* [Text passage]:
________________________

Usage¶

Most users will only need to call careful.httpx.make_careful_client.

`careful.httpx.make_careful_client` ¶

This function patches an httpx.Client so that all requests made with the client support retries, throttling, and development caching.

Parameters:

Name	Type	Description	Default
`client`	`Client \| None`	A pre-configured `httpx.Client`. If omitted a default client will be created.	`None`
`retry_attempts`	`int`	Maximum number of retries. If non-zero will retry up to this many times with increasing wait times, starting with `retry_wait_seconds`.	`0`
`retry_wait_seconds`	`float`	Number of seconds to sleep between first attempt and first retry. Subsequent attempts will increase exponentially (2x, 4x, 8x, etc.)	`10`
`should_retry`	`ResponsePredicate`	Predicate function that takes a `httpx.Response` and returns `True` if it should be retried.	`retry_default_rule`
`requests_per_minute`	`int`	Maximum number of requests per minute. (e.g. 30 will throttle to ~2s between requests)	`0`
`cache_storage`	`CacheStorage \| None`	An object that implements the cache storage interface.	`None`
`cache_write_only`	`bool`	Update cache, but never read from it.	`False`
`should_cache`	`ResponsePredicate`	Predicate function that takes a `httpx.Response` and returns `True` if it should be cached.	`_cache_200s`
`cache_keyfunc`	`CacheKeyfunc`	Function that takes request details and returns a unique cache key.	`_default_keyfunc`

Source code in src/careful/httpx/__init__.py

def make_careful_client(
    *,
    client: Client | None = None,
    retry_attempts: int = 0,
    retry_wait_seconds: float = 10,
    should_retry: ResponsePredicate = retry_default_rule,
    requests_per_minute: int = 0,
    cache_storage: CacheStorage | None = None,
    cache_write_only: bool = False,
    should_cache: ResponsePredicate = _cache_200s,
    cache_keyfunc: CacheKeyfunc = _default_keyfunc,
) -> Client:
    """

________________________

* [Given information]:
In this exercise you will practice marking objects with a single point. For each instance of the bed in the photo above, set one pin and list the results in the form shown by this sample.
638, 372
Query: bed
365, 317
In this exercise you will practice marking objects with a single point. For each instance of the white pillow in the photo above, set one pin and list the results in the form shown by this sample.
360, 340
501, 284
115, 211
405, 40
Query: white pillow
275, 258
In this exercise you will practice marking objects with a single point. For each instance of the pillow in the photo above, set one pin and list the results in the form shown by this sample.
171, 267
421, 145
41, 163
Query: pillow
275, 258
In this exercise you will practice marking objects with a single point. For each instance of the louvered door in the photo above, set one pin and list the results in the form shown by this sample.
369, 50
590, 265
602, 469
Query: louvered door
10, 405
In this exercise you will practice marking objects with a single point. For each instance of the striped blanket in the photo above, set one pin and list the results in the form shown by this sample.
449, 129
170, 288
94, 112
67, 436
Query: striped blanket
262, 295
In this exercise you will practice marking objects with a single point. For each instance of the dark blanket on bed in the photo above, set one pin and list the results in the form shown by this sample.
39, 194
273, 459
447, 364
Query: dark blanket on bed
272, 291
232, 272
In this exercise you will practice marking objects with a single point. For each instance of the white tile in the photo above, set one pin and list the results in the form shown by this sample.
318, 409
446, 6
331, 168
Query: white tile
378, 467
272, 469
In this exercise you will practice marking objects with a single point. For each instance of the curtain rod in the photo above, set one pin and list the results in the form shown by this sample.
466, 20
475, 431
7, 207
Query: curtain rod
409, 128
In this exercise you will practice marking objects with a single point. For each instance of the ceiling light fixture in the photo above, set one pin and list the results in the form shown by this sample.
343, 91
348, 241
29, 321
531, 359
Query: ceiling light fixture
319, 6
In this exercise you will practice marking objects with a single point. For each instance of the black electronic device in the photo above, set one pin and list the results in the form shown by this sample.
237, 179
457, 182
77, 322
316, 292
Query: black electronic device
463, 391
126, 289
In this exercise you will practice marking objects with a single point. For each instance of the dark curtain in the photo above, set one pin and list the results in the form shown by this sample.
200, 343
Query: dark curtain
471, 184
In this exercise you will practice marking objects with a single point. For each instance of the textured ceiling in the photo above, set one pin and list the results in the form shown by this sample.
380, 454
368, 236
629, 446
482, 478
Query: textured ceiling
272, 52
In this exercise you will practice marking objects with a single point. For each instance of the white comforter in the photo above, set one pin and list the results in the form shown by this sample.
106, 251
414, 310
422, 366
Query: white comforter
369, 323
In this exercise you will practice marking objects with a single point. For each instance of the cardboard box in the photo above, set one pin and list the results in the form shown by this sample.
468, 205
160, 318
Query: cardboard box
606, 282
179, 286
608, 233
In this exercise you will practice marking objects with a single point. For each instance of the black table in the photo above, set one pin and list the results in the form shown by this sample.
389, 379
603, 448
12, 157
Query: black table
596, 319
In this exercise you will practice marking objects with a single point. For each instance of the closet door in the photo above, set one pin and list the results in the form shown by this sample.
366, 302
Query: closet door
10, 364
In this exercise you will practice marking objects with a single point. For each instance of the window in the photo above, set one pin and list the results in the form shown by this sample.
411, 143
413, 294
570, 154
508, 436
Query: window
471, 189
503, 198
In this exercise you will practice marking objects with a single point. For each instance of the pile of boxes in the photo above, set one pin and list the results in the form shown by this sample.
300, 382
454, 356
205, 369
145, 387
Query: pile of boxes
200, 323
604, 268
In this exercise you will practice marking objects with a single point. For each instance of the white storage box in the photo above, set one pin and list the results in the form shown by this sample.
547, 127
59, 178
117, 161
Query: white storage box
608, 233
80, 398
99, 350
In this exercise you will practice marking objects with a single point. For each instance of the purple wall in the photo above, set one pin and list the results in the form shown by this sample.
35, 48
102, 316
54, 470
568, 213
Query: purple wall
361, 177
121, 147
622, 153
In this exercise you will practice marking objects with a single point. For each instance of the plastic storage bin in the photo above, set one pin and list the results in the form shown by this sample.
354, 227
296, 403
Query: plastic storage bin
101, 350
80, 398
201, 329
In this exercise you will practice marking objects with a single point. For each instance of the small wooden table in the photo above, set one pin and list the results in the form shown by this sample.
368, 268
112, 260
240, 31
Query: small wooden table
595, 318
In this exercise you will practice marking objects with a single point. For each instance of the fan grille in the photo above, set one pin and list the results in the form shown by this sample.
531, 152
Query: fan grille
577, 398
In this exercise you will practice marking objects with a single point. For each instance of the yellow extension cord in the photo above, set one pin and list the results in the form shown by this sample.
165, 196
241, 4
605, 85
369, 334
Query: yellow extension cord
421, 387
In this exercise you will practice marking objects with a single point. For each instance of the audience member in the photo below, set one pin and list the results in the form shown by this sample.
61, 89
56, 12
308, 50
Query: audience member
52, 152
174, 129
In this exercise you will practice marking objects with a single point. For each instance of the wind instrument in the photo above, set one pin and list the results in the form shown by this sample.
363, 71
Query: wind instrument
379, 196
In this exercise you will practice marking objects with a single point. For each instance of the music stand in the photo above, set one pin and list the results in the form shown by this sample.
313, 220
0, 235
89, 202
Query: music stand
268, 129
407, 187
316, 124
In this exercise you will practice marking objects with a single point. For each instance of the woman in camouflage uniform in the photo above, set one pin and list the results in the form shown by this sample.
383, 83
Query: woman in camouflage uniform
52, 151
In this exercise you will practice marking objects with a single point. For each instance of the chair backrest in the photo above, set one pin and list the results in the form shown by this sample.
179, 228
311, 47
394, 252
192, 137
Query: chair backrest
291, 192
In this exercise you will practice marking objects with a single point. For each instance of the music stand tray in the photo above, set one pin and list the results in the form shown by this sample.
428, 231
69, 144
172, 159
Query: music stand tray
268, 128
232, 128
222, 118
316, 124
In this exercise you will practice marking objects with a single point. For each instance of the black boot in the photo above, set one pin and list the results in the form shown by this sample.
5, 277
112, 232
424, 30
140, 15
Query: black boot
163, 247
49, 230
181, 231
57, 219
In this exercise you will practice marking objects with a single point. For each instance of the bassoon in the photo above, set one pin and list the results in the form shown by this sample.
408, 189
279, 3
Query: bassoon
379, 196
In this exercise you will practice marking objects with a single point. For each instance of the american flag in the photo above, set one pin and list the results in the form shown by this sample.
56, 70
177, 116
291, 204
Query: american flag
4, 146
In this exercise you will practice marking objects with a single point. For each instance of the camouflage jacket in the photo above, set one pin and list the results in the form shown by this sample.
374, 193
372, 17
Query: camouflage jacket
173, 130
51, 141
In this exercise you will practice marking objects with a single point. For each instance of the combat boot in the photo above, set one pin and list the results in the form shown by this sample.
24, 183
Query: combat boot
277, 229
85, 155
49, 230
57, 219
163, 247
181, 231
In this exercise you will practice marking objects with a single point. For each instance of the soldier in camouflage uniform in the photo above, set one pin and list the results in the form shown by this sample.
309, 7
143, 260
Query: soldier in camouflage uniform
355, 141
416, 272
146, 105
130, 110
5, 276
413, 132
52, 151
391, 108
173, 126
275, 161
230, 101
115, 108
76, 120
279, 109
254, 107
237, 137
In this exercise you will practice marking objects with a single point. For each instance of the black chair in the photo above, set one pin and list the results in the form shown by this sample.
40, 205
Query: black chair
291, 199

________________________

* [Written instruction 1]:
Reproduce the make_careful_client documentation between "Most users will" and "and development caching.", inclusive.
* [Written instruction 2]:
Answer these questions from the make_careful_client documentation:
(a) What is the default value of `retry_wait_seconds`?
(b) What does setting `cache_write_only` do?
(c) According to the example given for `requests_per_minute`, what spacing between requests does a value of 30 produce?

* [Solution 1]:
Most users will only need to call careful.httpx.make_careful_client.

`careful.httpx.make_careful_client` ¶

This function patches an httpx.Client so that all requests made with the client support retries, throttling, and development caching.

* [Solution 2]:
(a) `10`
(b) It updates the cache but never reads from it.
(c) About 2 seconds between requests.